Sometimes, these situations may lead to unexpected results. A particular scientist was upset when his research was being presented as a cartoonish visual. He was offended that humor was being used with his work. He complained, "You are making fun, you are making fun of my life's work!" But then, after the visual was published, he had a different opinion. He said, "Now my colleagues can see and understand better what I have been doing all these years!" And yes, the scientist said "thank you"!

Nigel clarified his thought process further:
Humor is not convincing others to be funny, but to be approachable.
He then quoted Confucius:
Tell me and I will forget;
Show me and I may remember;
Involve me and I will understand.
- Confucius, 450 BC
Nigel then asked everyone to do the paralysis test.

Paralysis Test

  1. With your ring finger extended, rest your hand on a flat surface.
  2. Press your hand down firmly.
  3. Now try to lift your ring finger.
  4. That's what it feels like to be paralyzed.
He showed a hand poster from the New York Times.

Hand Poster from NY Times

He asked the audience to notice that the size of the hand on that page was essentially many times larger than an actual human hand. Why was it larger? To explain this reasoning better, Nigel asked 6 attendees to come forward and participate in a small exercise.

6 attendees participate

He showed them three pictures: First, they were shown a picture of the facade of the hotel in New Orleans.

New Orleans hotel

He then also showed a picture of the Lascaux caves in France, from around 16,000 years ago.

Lascaux caves in France

Finally, he showed a picture of the Chauvet caves in France, from around 32,000 years ago.

_Given information_:
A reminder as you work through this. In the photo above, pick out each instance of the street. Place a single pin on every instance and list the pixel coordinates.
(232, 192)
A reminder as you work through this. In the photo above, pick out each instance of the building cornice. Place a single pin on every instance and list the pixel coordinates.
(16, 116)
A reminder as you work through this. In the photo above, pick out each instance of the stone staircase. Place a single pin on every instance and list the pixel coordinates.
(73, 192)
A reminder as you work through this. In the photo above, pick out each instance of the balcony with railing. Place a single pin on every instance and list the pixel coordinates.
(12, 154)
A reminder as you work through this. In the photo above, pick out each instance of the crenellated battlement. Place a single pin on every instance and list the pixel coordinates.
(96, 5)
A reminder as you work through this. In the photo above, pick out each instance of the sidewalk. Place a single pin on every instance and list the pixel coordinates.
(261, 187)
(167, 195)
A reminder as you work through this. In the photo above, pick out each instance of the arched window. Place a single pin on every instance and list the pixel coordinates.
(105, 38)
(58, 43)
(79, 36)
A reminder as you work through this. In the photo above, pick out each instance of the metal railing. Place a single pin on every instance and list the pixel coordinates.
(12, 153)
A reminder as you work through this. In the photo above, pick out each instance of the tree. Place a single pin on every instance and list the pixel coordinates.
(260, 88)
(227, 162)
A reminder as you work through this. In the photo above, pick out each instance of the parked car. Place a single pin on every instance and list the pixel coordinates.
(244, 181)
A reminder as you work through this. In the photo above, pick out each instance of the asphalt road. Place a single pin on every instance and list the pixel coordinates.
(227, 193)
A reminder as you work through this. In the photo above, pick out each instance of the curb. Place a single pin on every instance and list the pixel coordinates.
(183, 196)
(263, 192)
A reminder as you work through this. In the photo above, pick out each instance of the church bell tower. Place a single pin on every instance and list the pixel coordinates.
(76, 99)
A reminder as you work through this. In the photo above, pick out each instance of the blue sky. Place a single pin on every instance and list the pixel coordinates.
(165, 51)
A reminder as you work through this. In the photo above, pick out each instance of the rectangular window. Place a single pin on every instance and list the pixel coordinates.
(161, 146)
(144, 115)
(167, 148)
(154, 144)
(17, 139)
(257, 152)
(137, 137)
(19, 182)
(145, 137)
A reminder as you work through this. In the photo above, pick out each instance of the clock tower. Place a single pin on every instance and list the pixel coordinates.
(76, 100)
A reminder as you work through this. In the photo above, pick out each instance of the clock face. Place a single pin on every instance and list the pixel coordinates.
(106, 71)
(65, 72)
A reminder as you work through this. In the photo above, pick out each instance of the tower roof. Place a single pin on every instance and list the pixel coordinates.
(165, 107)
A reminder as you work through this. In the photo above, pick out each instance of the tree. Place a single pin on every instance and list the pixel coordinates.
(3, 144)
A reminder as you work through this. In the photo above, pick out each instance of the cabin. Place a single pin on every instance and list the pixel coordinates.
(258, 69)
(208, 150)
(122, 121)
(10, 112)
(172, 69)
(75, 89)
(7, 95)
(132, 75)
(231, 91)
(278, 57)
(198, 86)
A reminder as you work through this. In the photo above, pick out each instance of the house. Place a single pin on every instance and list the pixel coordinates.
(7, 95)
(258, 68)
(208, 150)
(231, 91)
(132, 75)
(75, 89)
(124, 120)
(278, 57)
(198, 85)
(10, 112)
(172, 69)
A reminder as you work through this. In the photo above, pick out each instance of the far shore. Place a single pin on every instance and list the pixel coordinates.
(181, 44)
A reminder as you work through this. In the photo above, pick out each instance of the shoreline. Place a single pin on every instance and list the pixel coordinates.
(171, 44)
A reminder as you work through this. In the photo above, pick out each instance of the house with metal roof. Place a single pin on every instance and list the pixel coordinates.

_Short problem_: Continue the account of Nigel's talk on humor and visuals, picking up after its last sentence about the Chauvet caves picture.

_Exercise output_:
Chauvet caves in France

Nigel then remarked that paintings were not too different 16,000 and 32,000 years ago. So that must have been one long art movement!

Why did Nigel talk about something that was millions of years old? That was because he wanted to explore differences between a million, a billion, and a trillion -- especially between a million, a billion, and a trillion seconds.

Nigel used exercises for the participants to make these differences obvious.

Participants make these differences obvious

He also explained differences between a byte and zettabyte.

Bytes and Zettabytes

So why this talk about millions, billions, and trillions -- or even a discussion about bytes and zettabytes? That's because everything relates to context. This context explains and makes one understand better. Context also lets you visualize.

Getting back to context -- and talk about millions and billions, Nigel opened up bundles of dollar notes -- he actually had a million dollars! Were they real? Let's leave that to your imagination and get to the context part now! So a million dollars, when stacked above each other in wads would go up a little higher than 3 feet. A billion dollars would be twice the height of the Empire Sate Building. And a trillion dollars may take us somewhere in space?

Millions and billions

Nigel then showed a visual of the moon. He compared the size of the moon to the size of USA or Australia. Nigel also showed a context based graphic that wondered how large other planets in the solar system would be if the earth was the size of a cherry tomato?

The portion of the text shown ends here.